## TASK OBJECTIVE
Lay out every line from the start of the entries through the line containing "positive clicks: (485, 353)", inclusive, as a numbered list, leaving out blank lines.

## GIVEN DATA
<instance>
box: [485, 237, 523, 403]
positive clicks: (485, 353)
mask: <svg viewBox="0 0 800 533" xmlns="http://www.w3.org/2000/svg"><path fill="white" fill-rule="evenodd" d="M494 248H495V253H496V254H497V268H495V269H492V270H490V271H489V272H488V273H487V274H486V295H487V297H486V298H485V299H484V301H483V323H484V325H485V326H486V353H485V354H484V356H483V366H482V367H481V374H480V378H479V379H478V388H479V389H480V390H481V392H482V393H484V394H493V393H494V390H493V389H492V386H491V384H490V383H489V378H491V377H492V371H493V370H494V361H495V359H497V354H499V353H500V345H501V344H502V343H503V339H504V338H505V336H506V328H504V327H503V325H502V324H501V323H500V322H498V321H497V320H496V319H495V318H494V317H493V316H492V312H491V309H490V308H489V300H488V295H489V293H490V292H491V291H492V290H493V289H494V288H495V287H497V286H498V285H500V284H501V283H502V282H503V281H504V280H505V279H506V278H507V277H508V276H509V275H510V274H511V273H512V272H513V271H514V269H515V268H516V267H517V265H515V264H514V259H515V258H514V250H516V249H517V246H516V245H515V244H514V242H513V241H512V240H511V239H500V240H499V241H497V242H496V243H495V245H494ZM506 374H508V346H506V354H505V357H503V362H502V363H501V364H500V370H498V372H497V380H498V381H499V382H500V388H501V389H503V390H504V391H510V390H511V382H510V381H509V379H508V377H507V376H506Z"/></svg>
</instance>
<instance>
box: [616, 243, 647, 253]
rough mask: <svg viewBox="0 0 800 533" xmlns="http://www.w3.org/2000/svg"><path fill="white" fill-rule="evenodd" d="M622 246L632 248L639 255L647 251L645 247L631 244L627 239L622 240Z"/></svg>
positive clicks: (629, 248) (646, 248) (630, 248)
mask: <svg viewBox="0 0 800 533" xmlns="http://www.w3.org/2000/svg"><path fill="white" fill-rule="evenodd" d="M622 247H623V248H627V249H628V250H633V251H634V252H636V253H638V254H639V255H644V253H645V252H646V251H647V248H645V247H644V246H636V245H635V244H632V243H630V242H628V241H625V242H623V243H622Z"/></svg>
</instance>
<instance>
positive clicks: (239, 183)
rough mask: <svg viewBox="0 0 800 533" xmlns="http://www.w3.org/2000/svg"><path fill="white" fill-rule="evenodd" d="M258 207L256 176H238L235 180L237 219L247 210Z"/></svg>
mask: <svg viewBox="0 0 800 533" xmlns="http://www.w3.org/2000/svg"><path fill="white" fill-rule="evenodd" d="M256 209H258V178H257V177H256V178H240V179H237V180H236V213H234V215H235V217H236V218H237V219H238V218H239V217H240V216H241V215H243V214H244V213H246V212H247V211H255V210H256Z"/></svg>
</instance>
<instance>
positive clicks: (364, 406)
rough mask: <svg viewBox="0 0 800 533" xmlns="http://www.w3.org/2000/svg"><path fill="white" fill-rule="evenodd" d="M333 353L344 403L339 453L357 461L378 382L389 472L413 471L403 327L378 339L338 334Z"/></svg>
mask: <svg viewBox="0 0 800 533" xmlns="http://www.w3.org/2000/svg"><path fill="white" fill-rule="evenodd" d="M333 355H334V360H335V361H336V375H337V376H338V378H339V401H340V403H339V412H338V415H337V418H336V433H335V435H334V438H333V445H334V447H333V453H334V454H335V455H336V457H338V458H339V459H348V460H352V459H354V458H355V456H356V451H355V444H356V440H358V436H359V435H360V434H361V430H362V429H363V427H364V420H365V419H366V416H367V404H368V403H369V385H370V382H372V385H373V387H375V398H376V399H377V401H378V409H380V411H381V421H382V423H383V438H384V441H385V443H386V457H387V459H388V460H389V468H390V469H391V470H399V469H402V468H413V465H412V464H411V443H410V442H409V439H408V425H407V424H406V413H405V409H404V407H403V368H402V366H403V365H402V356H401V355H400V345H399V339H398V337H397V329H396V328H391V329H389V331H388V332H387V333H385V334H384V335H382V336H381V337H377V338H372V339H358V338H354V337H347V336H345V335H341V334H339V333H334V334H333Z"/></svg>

## EXERCISE ANSWER
1. <instance>
2. box: [485, 237, 523, 403]
3. positive clicks: (485, 353)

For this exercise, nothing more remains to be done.